(Source data)
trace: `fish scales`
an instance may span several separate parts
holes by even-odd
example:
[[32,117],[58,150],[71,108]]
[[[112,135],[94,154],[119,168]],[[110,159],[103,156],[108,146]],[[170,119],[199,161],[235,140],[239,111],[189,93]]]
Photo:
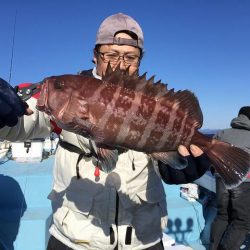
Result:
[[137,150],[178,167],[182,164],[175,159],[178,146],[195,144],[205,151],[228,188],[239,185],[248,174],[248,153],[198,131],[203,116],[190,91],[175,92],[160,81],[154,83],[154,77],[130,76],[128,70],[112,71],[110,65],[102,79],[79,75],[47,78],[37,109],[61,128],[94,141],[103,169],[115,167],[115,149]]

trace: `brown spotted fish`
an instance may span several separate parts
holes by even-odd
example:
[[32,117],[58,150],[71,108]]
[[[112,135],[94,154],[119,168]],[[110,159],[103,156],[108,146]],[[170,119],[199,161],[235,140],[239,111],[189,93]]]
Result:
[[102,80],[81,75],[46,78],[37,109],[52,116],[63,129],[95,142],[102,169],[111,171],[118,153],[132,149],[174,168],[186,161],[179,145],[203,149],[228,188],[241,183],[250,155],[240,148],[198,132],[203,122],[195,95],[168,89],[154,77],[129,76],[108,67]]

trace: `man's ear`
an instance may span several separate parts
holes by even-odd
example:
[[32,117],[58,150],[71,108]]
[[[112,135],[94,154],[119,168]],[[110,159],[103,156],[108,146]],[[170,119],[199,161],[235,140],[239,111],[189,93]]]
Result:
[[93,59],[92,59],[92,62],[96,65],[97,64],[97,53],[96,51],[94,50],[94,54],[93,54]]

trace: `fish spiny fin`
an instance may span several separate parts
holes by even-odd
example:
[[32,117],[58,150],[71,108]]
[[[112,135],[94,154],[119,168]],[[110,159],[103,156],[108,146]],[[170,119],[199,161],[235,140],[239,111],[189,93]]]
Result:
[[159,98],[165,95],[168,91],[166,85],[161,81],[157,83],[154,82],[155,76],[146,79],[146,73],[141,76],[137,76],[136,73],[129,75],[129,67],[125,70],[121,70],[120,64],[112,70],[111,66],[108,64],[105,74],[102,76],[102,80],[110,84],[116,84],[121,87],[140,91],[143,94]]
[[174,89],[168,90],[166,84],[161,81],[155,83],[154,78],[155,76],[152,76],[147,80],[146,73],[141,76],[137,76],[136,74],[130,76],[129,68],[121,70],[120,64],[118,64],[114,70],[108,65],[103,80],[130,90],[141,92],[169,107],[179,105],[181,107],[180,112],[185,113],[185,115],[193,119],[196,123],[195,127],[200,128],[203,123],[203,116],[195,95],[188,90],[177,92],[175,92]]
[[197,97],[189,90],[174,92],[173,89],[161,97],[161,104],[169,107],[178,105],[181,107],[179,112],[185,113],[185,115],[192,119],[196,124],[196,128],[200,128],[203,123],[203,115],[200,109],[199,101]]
==
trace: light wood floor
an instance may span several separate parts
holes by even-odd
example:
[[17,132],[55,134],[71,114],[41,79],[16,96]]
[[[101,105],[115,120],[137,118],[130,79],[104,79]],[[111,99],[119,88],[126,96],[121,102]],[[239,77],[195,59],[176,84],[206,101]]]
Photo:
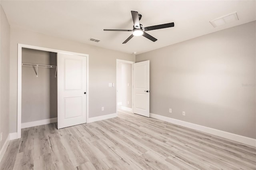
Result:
==
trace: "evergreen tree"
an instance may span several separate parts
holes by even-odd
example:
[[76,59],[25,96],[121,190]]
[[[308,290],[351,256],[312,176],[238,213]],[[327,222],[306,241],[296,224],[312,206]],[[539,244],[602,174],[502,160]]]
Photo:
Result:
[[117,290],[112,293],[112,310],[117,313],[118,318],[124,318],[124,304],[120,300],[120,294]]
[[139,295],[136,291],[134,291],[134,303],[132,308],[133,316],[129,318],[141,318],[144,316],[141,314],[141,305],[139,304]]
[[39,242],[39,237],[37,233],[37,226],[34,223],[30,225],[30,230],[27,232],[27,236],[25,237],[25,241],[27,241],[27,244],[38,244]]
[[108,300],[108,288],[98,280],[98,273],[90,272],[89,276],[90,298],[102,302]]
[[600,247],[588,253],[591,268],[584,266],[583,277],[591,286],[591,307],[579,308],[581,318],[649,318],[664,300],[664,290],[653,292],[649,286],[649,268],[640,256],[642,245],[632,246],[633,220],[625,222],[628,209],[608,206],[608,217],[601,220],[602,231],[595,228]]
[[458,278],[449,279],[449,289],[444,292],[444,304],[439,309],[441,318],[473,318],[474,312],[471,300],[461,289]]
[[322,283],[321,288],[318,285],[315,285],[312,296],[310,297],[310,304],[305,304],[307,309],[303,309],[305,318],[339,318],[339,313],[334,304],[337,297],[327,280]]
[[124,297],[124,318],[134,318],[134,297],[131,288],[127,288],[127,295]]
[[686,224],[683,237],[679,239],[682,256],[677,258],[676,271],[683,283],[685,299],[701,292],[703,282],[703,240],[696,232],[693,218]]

(Exercise details)
Please pull out every line of the data above that contains the string "fish". Matching is case-sensitive.

(Task solution)
trace: `fish scales`
trace: `brown spotted fish`
trace: `fish spiny fin`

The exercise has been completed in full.